What's the point of writing an article, using a source, and then needing to go to Wikidata to check if that source is perhaps available there as well, and then try to get the source to be displayed correctly through some template (which in most current cases was problematic or simply wrong)? All of this because perhaps someday the reference needs a change, and then if the source is used on multiple pages it would be faster to do this on Wikidata, if you are lucky. When you couple this with the effect that the page gets more opaque for casual editors, making it harder to correct a source in many cases, I don't see where the benefit is supposed to be. That's not luddism, that's comparing pro's and con's and drawing a different conclusion than you and some others do. Fram (talk) 08:22, 19 September 2017 (UTC)

[Data entries]
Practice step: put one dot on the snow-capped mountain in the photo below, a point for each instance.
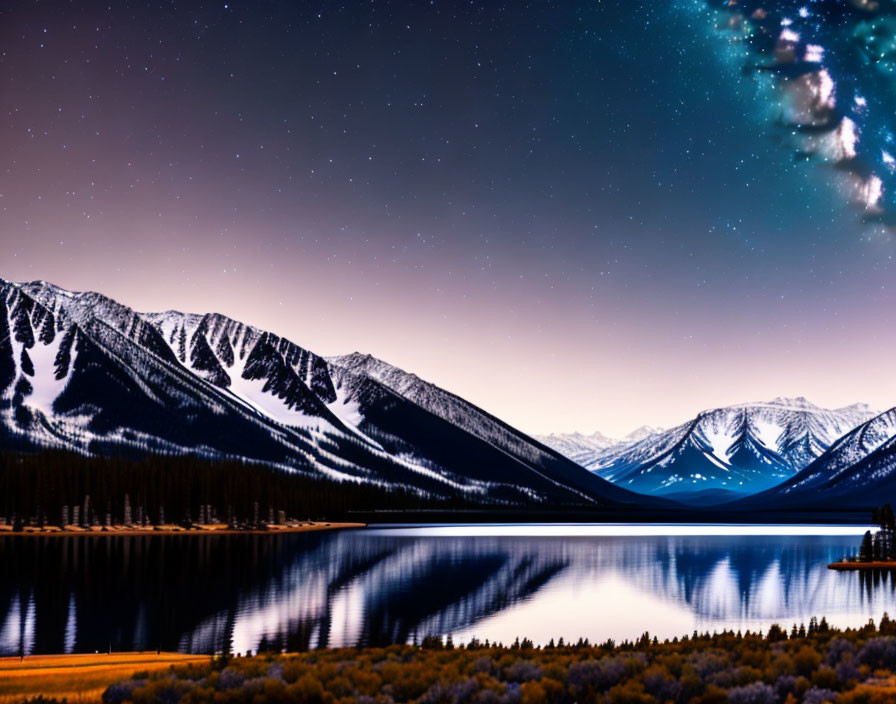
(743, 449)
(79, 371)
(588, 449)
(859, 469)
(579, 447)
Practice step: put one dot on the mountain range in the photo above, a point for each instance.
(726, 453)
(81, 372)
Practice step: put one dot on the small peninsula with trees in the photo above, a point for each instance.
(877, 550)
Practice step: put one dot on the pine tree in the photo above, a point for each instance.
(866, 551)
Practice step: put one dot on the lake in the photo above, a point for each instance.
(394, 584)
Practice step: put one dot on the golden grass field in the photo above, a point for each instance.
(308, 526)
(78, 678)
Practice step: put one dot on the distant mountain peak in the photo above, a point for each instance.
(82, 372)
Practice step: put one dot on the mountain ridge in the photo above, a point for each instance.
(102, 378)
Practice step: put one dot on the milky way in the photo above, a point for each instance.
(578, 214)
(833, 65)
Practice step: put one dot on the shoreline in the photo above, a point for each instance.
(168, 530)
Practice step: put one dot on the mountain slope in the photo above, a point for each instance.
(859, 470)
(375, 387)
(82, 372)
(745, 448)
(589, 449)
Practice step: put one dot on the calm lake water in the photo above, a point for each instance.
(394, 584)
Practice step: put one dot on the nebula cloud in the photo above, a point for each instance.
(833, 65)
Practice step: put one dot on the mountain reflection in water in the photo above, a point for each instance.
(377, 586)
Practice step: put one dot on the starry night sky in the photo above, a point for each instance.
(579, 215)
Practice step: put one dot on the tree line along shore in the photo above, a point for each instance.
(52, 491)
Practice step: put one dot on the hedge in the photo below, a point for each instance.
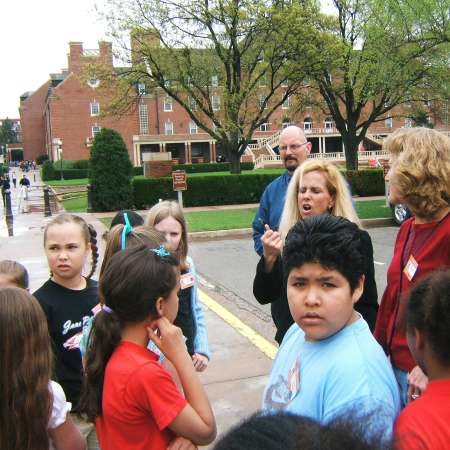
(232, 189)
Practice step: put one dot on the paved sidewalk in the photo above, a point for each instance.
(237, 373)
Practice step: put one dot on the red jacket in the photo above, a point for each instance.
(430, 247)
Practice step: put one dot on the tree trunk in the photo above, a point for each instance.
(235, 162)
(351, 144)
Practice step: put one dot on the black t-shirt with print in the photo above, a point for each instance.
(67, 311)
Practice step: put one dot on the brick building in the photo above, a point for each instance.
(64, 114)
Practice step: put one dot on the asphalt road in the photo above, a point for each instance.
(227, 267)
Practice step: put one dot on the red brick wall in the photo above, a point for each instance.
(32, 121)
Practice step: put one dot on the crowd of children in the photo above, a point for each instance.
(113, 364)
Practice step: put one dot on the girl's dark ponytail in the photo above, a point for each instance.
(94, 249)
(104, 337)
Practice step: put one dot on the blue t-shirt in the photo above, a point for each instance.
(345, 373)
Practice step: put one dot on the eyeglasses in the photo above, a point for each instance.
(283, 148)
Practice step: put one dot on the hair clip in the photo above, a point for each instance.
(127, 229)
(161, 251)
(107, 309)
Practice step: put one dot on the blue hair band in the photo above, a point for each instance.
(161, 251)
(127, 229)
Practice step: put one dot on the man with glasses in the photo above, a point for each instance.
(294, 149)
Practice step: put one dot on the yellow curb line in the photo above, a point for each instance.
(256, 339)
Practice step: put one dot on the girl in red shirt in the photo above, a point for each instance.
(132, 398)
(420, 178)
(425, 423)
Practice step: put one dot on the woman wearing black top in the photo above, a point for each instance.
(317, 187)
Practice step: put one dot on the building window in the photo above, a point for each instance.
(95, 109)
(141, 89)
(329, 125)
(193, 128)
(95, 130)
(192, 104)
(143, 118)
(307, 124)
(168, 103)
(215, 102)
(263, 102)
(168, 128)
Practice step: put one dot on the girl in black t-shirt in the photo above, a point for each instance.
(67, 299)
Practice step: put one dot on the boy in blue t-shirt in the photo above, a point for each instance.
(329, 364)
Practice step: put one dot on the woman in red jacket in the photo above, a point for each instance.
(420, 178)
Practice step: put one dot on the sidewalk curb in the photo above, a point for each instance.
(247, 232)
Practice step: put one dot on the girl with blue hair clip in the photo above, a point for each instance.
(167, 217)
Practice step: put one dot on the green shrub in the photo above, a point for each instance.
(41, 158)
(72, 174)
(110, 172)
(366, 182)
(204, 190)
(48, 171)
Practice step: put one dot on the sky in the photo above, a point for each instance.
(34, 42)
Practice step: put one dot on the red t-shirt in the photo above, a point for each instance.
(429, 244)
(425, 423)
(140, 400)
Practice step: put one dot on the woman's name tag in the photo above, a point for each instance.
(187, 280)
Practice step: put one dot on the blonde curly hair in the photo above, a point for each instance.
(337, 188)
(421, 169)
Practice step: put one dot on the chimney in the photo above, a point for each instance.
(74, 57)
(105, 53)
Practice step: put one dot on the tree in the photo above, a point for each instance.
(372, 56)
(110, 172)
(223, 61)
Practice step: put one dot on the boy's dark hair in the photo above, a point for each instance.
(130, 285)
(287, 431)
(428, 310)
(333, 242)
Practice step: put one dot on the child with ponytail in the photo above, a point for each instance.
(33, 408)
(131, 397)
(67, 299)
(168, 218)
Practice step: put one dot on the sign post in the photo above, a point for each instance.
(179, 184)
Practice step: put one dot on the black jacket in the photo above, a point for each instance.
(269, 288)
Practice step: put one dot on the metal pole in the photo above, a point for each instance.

Task list —
(1) List each line of the records that contains the word "sidewalk", copying every such line in full.
(2) Write what comes next in the comment on citing sources through Wikidata, starting after its final line.

Answers below —
(1)
Practice step: put one dot on the paved sidewalk in the photo above, a point for each instance.
Practice step: put one dot on the sidewalk curb in the photo above, a point for each instance.

(2)
References might not be the best example because they indeed change very seldom if ever. There are, however, two issues. Indeed, references one typically adds by humans in Wikipedia articles, and often it would be inappropriate to add them automatically and by bots. There are examples however when references are quite appropriate to add by bot, for example, for listed buildings which are referenced to national databases of protected heritage. Especially of these databases are not in English, it is unlikely that references would be added by editors en masse, but they can be added by bots no problem from Wikidata, and I do not see any issues with this automatic addition. Furthermore, there are other things which change on a regular basis, are used in Wikipedia, and are pain in the ass to update by humans. An example is population; there are some issues with European databases (license incompatibility), but for the US and Canada I believe Wikidata is reliable (or, if I am wrong, it can be easily made reliable), and then the population data in zillions of Wikipedia articles could be either read directly from Wikidata, or updated by bots on a regular basis.--Ymblanter (talk) 09:13, 19 September 2017 (UTC)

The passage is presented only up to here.